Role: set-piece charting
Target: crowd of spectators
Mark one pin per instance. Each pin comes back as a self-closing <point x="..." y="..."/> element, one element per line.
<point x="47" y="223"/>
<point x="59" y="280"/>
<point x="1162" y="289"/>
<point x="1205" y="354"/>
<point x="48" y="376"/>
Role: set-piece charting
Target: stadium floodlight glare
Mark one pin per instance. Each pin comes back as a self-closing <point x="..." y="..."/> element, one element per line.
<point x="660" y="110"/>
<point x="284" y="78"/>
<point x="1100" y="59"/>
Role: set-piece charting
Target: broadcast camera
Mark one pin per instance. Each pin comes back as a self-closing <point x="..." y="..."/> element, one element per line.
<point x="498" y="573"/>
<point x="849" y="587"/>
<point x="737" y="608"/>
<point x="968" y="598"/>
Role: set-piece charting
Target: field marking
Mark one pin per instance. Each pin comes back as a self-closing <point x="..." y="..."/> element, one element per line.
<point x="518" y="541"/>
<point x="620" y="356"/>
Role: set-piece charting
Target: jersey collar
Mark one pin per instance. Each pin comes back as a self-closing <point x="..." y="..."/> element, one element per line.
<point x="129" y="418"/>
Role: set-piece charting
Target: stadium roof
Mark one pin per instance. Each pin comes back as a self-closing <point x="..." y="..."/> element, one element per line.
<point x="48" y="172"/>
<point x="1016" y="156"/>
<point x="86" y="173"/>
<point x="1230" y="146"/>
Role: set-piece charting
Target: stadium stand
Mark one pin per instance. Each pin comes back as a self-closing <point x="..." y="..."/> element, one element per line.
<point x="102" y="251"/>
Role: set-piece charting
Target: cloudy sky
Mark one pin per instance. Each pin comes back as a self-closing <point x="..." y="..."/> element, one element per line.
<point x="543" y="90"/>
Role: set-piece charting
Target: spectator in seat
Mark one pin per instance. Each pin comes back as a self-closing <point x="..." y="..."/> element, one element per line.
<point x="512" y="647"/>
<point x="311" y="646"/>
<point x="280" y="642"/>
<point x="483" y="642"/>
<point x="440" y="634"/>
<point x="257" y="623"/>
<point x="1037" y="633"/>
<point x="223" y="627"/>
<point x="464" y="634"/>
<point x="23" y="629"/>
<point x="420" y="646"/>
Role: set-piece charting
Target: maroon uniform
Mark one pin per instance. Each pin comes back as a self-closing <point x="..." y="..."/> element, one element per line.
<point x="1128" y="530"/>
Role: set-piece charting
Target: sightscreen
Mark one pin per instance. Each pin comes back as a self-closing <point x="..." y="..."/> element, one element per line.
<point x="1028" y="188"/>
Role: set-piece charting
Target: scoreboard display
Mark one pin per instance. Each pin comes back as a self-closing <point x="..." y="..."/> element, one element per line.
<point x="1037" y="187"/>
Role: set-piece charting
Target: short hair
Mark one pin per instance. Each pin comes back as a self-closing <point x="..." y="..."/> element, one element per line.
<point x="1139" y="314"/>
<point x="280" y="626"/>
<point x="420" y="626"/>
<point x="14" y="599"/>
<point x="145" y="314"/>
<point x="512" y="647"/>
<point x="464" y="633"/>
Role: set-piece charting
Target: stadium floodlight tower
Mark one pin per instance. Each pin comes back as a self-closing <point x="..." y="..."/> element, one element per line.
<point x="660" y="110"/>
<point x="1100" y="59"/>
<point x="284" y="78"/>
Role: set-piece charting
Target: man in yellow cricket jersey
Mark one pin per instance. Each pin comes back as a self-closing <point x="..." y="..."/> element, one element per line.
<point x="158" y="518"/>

________________________

YOUR OBJECTIVE: Return every line of the records above that contains the string "jersey", copying each line as it appears.

RESPONSE:
Target: jersey collar
Target: man in yellow cricket jersey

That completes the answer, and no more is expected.